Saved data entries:
+ + +

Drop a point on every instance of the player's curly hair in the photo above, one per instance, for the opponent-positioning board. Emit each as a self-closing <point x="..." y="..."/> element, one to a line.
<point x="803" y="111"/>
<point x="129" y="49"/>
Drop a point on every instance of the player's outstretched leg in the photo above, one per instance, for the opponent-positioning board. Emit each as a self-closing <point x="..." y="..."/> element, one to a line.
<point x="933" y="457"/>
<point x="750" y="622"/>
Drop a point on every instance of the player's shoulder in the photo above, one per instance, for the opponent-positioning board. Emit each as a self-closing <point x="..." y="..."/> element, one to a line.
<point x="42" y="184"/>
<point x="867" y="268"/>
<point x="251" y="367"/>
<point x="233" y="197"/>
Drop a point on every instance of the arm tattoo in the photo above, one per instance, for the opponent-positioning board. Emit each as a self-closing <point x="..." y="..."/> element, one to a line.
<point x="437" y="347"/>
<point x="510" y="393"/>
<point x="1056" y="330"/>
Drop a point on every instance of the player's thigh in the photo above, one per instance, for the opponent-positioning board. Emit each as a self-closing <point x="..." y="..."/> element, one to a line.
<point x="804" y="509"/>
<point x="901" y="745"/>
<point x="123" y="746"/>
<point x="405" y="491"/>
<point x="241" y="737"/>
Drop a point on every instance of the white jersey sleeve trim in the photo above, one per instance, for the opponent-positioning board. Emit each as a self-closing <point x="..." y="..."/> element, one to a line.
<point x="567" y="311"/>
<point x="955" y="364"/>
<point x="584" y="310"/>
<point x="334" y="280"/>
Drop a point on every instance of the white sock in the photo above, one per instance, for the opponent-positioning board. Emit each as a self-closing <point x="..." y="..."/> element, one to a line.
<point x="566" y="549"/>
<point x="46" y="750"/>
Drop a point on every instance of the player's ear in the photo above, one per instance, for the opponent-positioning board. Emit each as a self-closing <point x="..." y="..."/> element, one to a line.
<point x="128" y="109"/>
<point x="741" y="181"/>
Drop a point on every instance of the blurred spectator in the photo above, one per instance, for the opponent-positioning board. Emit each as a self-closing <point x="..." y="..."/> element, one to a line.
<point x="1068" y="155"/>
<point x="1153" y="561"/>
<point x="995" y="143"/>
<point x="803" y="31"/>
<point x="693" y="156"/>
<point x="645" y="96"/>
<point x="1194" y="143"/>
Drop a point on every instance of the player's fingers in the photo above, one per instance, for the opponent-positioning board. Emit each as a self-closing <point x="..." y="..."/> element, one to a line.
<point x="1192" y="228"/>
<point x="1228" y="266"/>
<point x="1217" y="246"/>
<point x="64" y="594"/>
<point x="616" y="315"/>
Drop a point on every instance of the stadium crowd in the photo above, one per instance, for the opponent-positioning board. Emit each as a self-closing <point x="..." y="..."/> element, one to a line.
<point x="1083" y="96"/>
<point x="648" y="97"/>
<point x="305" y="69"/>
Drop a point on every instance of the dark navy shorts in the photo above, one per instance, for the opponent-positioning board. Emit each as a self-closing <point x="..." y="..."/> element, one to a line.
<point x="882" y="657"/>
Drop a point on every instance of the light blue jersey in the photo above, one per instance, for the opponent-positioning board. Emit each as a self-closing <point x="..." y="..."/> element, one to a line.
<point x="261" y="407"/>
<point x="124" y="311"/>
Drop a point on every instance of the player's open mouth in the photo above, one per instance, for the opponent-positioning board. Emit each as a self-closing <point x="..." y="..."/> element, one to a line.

+ + +

Word for word, quote the lines from the line containing "Drop a point on every instance of the stadium" through the end of the material, both included, and nothing else.

Output of the task:
Drop a point on every instance of the stadium crowd in the photo above, one per instance, for the opponent-positioning board. Emit each as a self-closing <point x="..." y="..."/> element, one to a line.
<point x="1083" y="96"/>
<point x="648" y="97"/>
<point x="305" y="69"/>
Drop a point on every instance of the dark navy shorts in the photo above, one per instance, for the opponent-positioning board. Emit each as a self-closing <point x="..." y="..."/> element, one to a line.
<point x="882" y="657"/>
Drop a point on every instance of the light blue jersey in the photo above, one per instance, for the opponent-positioning board. Emit each as a self-closing <point x="..." y="..."/> element, one to a line.
<point x="261" y="407"/>
<point x="124" y="311"/>
Drop a point on every instance of the player's open mouth in the photo above, one per instance, for the opponent-positioning board. Emit each as a self-closing <point x="..." y="..."/> element, one to a line.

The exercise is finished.